Trecho do documento:
★ ★ ★ ★ ★
Por que funciona muito?

Porque existe um desafio de preservação. Podemos utilizar o dinheiro da compensação para preservar os ecossistemas, não só o da Amazônia, mas de qualquer região do Brasil, como o cerrado ou o Pantanal. A gente já faz isso na Colômbia. E o que temos de diferente são a possibilidade de utilizar a compensação e uma sensibilidade maior aos preços do que o europeu.

Como assim?

O europeu está mais disposto a pagar mais para voar com SAF do que o brasileiro. Se eu disser ao brasileiro que ele vai pagar 50% a mais, ele não vai voar. Então, nosso risco de não desenvolver a aviação, de ter menos passageiros, menos emprego, menos turistas é muito maior do que na Europa. E quem está do outro lado, super interessado no SAF, é o agronegócio. E o interesse deles não é baixar o preço. Pelo contrário. E eles tem uma bancada muito mais forte que a da aviação.

Como o senhor vê o projeto que regulamenta o mercado de carbono, aprovado pela Comissão de Meio Ambiente do Senado, nesta semana?

Ele está na direção correta. Mas, numa lei complementar, será preciso dizer o que é compensação e se a evolução tecnológica conta ou não como compensação. Hoje, os aviões estão voando com motores muito mais eficientes do que a geração de sete ou oito anos atrás. Eles usam 30% menos combustível para fazer o mesmo trajeto, na mesma velocidade. Então isso tem que ser considerado.

O senhor mencionou o ICMS sobre os combustíveis, que é um dos maiores custos de operação. A reforma tributária vai ajudar a baixar esse custo?
★ ★ ★ ★ ★
(Dados de apontamento por expressão referencial)
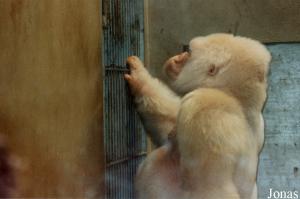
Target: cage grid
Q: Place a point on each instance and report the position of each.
(124, 137)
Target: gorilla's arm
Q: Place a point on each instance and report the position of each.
(156, 103)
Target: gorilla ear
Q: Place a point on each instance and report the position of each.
(212, 70)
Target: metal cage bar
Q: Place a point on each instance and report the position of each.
(125, 140)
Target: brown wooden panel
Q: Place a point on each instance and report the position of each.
(173, 23)
(50, 95)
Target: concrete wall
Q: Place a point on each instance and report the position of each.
(173, 23)
(50, 95)
(280, 160)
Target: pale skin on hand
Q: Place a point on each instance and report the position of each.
(212, 108)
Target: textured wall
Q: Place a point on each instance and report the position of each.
(280, 158)
(172, 23)
(50, 95)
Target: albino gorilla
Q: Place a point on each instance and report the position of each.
(209, 128)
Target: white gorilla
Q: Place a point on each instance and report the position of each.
(209, 128)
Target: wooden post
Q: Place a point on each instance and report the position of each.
(51, 96)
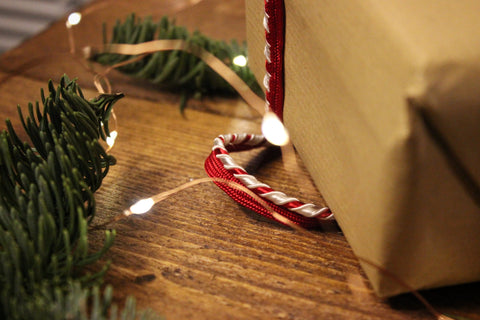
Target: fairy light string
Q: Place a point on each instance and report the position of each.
(274, 14)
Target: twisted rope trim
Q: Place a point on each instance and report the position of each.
(220, 164)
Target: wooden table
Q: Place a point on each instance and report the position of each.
(198, 255)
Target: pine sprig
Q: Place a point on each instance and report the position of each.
(177, 70)
(46, 203)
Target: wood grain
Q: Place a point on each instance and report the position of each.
(197, 255)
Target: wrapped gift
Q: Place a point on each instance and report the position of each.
(382, 101)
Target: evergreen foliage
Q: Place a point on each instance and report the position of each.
(46, 204)
(177, 70)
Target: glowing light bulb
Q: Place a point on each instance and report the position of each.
(273, 129)
(240, 61)
(74, 19)
(142, 206)
(111, 139)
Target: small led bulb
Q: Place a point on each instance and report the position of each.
(240, 61)
(74, 19)
(142, 206)
(111, 138)
(273, 129)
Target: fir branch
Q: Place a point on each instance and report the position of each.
(46, 203)
(176, 70)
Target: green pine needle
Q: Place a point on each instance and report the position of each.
(177, 70)
(46, 203)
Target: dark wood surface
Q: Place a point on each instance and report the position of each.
(197, 255)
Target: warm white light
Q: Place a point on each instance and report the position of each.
(111, 139)
(240, 61)
(74, 19)
(142, 206)
(273, 129)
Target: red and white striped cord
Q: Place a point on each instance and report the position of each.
★ ★ ★ ★ ★
Complete o seguinte:
a – Responda às perguntas a seguir com base na entrevista.
(i) Em que país já se usa o dinheiro da compensação para preservar ecossistemas?
(ii) Quem está super interessado no SAF?
(iii) Quanto menos combustível os aviões de hoje usam para fazer o mesmo trajeto, na mesma velocidade?
b – Transcreva da entrevista o trecho que vai de "Ele está na" até "que ser considerado.".

Respostas por tarefa:
a –
(i) Na Colômbia.
(ii) O agronegócio.
(iii) 30% menos.

b –
Ele está na direção correta. Mas, numa lei complementar, será preciso dizer o que é compensação e se a evolução tecnológica conta ou não como compensação. Hoje, os aviões estão voando com motores muito mais eficientes do que a geração de sete ou oito anos atrás. Eles usam 30% menos combustível para fazer o mesmo trajeto, na mesma velocidade. Então isso tem que ser considerado.